Information provided -

□ □ □ □

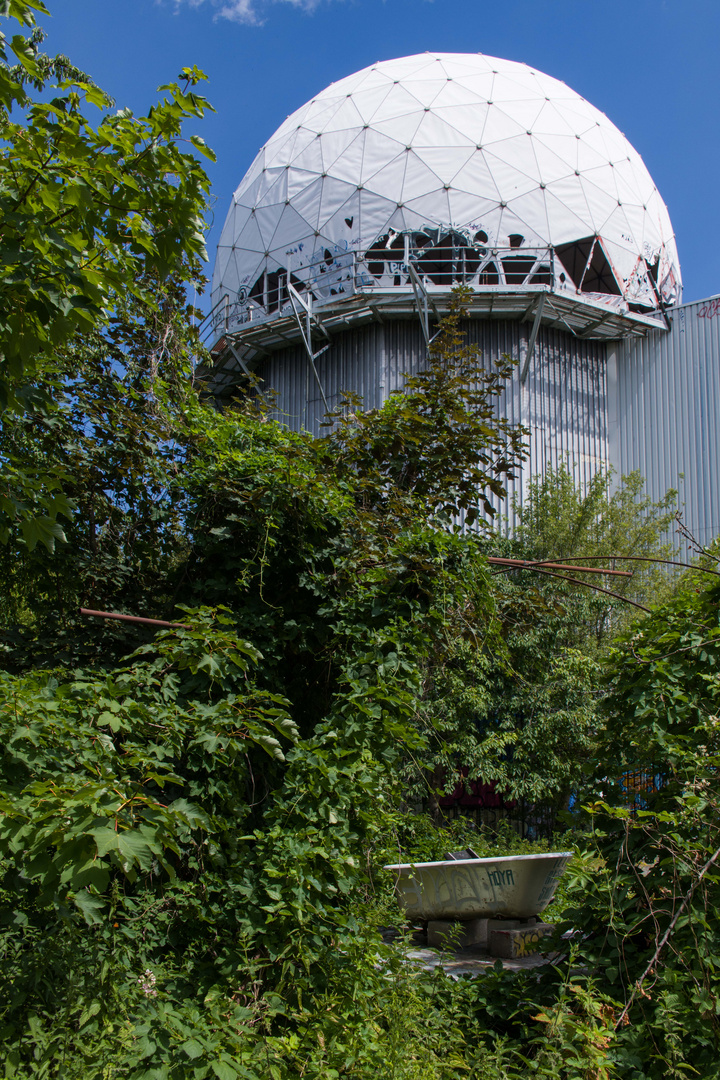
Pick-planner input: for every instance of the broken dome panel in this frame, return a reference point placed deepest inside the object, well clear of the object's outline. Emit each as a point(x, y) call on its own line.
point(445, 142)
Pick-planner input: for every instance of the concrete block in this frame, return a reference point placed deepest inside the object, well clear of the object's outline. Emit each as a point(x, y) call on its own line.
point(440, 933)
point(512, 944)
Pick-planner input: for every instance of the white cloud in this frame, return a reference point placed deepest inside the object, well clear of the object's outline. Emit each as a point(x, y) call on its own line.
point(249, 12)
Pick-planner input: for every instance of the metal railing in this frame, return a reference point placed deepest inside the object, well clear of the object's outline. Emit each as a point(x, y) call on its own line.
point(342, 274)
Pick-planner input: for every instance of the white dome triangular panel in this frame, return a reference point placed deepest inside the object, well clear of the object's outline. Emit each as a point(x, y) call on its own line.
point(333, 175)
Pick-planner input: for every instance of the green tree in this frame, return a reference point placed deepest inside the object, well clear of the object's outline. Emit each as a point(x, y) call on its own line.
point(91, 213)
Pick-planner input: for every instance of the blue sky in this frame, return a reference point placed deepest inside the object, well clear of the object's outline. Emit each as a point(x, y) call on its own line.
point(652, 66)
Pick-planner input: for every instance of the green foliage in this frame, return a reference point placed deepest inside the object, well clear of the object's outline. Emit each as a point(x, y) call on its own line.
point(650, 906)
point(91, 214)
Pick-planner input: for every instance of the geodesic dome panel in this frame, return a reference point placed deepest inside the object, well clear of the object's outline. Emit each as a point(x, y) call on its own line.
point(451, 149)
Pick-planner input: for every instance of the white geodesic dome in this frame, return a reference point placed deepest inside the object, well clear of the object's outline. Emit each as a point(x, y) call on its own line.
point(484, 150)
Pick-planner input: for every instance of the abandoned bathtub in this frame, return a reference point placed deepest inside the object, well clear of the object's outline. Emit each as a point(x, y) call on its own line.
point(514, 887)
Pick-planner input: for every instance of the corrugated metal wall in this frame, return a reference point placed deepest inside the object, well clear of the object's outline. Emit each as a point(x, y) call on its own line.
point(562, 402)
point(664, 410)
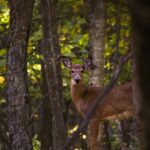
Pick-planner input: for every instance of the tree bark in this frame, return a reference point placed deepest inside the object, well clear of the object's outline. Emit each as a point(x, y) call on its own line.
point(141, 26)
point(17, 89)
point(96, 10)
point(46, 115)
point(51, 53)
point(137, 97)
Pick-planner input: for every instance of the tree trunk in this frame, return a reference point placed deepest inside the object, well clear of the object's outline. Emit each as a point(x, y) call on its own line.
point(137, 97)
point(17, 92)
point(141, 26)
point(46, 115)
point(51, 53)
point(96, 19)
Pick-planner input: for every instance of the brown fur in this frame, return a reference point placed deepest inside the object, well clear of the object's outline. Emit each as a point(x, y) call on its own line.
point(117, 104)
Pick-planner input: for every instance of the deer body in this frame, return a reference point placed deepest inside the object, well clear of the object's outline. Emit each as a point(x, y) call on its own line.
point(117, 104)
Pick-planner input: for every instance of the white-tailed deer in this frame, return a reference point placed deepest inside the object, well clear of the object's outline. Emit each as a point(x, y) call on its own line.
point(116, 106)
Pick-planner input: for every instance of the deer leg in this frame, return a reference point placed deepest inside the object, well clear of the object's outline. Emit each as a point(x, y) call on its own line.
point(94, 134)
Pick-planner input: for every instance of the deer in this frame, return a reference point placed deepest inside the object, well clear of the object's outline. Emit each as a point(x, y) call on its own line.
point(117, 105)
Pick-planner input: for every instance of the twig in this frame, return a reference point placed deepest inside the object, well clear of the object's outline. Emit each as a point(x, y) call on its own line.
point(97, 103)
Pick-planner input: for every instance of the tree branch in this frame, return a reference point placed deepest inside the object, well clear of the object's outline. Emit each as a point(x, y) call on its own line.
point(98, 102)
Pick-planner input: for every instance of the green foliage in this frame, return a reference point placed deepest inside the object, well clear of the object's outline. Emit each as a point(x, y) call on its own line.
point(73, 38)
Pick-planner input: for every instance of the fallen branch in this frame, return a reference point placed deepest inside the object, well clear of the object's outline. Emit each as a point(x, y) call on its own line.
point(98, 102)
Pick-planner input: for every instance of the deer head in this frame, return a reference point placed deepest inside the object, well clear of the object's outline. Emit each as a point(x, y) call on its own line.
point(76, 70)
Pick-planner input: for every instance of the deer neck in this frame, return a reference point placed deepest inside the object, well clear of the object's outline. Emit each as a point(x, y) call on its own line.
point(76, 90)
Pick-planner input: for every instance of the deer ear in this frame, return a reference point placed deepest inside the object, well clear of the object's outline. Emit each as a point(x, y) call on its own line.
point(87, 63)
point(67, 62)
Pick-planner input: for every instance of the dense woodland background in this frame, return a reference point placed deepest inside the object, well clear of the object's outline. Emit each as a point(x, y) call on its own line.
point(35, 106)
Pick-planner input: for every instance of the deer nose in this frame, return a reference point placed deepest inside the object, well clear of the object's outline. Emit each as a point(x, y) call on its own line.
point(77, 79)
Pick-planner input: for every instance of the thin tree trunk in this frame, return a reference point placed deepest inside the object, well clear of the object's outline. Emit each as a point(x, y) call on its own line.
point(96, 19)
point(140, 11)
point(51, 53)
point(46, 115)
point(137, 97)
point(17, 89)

□ □ □ □

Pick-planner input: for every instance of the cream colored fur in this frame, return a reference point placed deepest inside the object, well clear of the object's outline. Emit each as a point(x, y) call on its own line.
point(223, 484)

□ □ □ □

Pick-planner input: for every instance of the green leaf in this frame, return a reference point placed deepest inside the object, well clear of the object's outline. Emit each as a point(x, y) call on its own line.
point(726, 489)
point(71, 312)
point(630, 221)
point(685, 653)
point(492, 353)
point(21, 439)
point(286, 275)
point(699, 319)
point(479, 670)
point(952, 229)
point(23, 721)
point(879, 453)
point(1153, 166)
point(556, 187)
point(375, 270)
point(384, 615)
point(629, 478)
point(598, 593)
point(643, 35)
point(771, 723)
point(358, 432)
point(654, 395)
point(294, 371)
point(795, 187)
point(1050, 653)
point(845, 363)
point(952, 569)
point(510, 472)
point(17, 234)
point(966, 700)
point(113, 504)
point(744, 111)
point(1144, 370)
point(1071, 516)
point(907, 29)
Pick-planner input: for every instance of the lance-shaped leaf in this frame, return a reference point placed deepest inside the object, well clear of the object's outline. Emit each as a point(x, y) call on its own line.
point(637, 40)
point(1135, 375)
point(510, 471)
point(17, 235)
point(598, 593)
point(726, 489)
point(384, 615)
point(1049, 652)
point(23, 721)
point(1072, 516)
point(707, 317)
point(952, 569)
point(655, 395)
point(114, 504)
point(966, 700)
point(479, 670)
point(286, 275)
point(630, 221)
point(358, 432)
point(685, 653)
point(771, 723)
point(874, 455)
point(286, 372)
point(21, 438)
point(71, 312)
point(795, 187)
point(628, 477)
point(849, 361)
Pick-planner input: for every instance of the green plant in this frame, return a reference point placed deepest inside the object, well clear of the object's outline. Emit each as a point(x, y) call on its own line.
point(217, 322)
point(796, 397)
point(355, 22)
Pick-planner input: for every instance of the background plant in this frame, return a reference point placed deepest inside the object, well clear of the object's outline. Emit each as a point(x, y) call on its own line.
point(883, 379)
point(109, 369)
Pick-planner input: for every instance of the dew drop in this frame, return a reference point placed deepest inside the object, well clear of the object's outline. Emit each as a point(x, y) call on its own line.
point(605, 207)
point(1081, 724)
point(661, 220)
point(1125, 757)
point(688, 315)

□ □ □ □

Stated exercise - Print the lines of the records starting at the line that contains "Pick-planner input: for every instance of the concrete" and ending at the line that contains "point(249, 12)", including both of those lines.

Task response -
Pick-planner input: for every instance of the concrete block in this frame, return a reference point placed deepest inside the object, well clear of the object's outline. Emit each as a point(x, y) call on its own line.
point(440, 933)
point(512, 944)
Pick-planner input: for every instance of the white cloud in this frame, return a reference point placed deepest inside the object, well clear of the object's outline. Emit each as a point(x, y) call on its own line.
point(249, 12)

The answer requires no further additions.